▶ [SELECTED TEXT]:

-----

Alibaba Cloud DataWorks Scheduling Configuration

DataWorks Schedules millions of tasks concurrently to ensure the stability of your service.

DataWorks Schedules millions of tasks concurrently to ensure the stability of your service. DataWorks provides a unified task scheduling platform and supports the scheduling of millions of tasks to streamline data processing. DataWorks provides a DAG-based visual interface. DataWorks allows you to create minutely, hourly, daily, weekly, and monthly schedules. DataWorks allows you to create different types of alarms to monitor task status.

Basic attributes

The figure below shows the basic attribute configuration interface:

 

  • Node Name: The node name of the created workflow node. To modify the node name, right-click the node on the directory tree and choose Rename from the short-cut menu.
  • Node ID: The unique node ID generated when a task is submitted and cannot be modified.
  • Node Type: The node type that you select when creating a workflow node and cannot be modified.
  • Owner: The node owner. By default, the owner of a newly created node is the current logon user. To modify the owner, click the input box, and enter the owner name or select another user.
  • Description: Generally used to describe the business and node purpose.
  • Parameter: A parameter used to assign value to a variable in the code during task scheduling.

    For example, when a variable “pt=${datetime}” is used to indicate the code time, you can assign a value to the variable here. The assigned value can use the scheduling built-in time parameter “datetime=$bizdate”.

Parameter value assignment formats for various node types

  • ODPS SQL, ODPS PL, ODPS MR types: Variable name 1=Parameter 1 Variable name 2=Parameter 2..., separate multiple parameters with spaces.
  • SHELL type: Parameter 1 Parameter 2..., separate multiple parameters with spaces.

Some frequently-used time parameters are provided as built-in scheduling parameters.

Parameter configuration

In common data R&D scenarios, the node code of various types does not remain unchanged after compilation every time when it is called. Before calculation, You need to dynamically import values such as the date and time based on requirement changes and time changes to replace variable values.

DataWorks provides the parameter configuration feature to apply to such business scenarios. After configuring parameters, you can assign them to nodes that are automatically and periodically scheduled to parse the required values. Currently, parameters are divided into system parameters and custom parameters (recommended). This section describes the parameters in detail and uses examples to show how to operate them.

Parameter types

 
Parameter type Call method Applicable type Parameter text box example
System parameters: including bdp.system.bizdate and bdp.system.cyctime To use the system parameters in the scheduling system, directly reference ${bdp.system.bizdate} and ${bdp.system.cyctime} in the code without having to set them in the Parameter text box. The system automatically replaces the values of the parameters. All node types None
Non-system parameters: custom parameters (recommended) Reference ${key1},${key2} in the code and enter “key1=value1 key2=value2” in the Parameter text box. Non-SHELL nodes
  • Constant parameters: param1=”abc” param2=1234
  • Variables: param1=$[yyyymmdd], which is calculated based on the value of bdp.system.cyctime
Reference $1 $2 $3 in the code and enter “value1 value2 value3” in the Parameter text box. Shell nodes Constant parameters: “abc” 1234

Variables: $[yyyymmdd], which is calculated based on the value of bdp.system.cyctime.

-----

(A block of data)
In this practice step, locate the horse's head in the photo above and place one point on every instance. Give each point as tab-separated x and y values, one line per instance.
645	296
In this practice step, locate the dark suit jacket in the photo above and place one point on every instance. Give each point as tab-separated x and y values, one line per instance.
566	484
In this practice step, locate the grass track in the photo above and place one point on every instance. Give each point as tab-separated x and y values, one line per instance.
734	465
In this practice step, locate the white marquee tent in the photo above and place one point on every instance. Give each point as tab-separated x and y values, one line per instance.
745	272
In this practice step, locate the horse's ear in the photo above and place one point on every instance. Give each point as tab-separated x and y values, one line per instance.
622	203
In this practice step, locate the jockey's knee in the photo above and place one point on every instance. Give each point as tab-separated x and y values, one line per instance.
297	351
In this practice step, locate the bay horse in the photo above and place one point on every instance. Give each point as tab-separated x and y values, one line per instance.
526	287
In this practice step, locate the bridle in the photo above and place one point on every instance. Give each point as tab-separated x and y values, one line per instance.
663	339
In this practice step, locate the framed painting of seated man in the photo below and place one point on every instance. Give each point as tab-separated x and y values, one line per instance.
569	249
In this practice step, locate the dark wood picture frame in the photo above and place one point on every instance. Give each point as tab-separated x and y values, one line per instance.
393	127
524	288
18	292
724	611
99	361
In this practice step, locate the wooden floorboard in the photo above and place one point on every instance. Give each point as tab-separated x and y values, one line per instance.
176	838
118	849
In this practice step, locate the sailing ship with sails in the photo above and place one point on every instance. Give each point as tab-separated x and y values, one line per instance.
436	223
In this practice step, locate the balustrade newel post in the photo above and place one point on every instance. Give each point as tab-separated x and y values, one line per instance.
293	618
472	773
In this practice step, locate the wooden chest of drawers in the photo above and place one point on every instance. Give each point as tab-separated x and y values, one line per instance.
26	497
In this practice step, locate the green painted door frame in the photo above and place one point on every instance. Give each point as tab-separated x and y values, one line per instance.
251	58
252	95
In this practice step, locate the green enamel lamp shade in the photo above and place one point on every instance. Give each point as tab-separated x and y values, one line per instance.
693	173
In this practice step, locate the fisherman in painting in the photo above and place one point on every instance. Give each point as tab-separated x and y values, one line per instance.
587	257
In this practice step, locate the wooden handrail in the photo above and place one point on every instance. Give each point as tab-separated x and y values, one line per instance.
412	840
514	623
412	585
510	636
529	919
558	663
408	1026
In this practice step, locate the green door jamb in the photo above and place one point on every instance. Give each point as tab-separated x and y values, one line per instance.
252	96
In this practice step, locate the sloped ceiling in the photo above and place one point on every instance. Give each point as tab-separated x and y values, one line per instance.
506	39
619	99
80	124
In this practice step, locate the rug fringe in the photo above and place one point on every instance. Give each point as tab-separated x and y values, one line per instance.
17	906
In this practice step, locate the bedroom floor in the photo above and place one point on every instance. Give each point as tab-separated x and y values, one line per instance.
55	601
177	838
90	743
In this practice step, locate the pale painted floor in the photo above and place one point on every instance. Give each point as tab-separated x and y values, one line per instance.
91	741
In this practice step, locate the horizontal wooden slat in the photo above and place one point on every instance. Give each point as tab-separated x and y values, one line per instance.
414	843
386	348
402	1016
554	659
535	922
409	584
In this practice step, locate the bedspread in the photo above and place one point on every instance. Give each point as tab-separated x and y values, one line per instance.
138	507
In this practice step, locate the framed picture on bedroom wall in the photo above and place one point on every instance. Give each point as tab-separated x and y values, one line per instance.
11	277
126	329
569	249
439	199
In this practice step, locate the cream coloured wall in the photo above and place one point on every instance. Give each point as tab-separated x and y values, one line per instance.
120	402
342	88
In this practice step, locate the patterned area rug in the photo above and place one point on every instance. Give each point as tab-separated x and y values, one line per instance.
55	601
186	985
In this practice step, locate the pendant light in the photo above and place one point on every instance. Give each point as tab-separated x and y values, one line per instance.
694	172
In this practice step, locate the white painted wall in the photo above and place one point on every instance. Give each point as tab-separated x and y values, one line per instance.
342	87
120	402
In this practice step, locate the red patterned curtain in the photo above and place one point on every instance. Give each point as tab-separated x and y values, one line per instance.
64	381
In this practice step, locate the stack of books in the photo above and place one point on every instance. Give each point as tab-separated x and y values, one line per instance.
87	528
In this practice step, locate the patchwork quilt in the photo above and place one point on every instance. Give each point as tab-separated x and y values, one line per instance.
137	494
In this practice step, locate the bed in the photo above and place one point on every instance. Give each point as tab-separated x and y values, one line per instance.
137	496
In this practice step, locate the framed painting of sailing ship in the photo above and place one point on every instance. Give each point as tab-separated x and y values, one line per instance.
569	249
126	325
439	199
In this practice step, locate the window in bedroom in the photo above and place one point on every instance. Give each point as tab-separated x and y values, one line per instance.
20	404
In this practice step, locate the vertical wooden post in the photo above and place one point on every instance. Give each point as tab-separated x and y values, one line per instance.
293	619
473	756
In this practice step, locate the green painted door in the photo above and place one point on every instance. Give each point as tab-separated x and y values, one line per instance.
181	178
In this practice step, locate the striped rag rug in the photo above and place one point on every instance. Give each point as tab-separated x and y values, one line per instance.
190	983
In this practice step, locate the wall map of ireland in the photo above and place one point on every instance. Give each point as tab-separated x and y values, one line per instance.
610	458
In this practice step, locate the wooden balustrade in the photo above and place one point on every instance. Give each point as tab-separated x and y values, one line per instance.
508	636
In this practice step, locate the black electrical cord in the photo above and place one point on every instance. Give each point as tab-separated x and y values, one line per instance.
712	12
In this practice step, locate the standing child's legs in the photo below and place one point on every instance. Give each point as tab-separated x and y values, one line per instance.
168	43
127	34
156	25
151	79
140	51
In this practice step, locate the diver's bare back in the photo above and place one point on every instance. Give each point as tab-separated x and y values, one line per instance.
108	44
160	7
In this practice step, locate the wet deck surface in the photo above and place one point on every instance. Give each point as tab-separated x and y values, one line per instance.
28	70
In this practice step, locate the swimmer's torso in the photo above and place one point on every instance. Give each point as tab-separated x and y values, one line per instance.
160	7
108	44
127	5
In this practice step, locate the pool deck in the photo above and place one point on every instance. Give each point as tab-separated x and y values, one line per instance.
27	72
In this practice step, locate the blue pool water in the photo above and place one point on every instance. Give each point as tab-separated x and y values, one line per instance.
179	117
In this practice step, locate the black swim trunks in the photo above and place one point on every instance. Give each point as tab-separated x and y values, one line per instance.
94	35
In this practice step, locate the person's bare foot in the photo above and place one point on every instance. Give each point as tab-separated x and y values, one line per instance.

-----

▶ [EXERCISES]:
1 - Answer these questions about the DataWorks scheduling configuration text, one per line:
(a) Which schedule frequencies does DataWorks let you create?
(b) Who owns a newly created node by default?
(c) For SHELL type nodes, what separates multiple parameters?
2 - Update the part of the DataWorks scheduling configuration text starting at "Some frequently-used time" and ending at "replace variable values.", replacing "frequently-used" with "commonly used".

▶ [RESULTS BY TASK]:
1 -
(a) Minutely, hourly, daily, weekly, and monthly schedules.
(b) The current logon user.
(c) Spaces.

2 -
Some commonly used time parameters are provided as built-in scheduling parameters.

Parameter configuration

In common data R&D scenarios, the node code of various types does not remain unchanged after compilation every time when it is called. Before calculation, You need to dynamically import values such as the date and time based on requirement changes and time changes to replace variable values.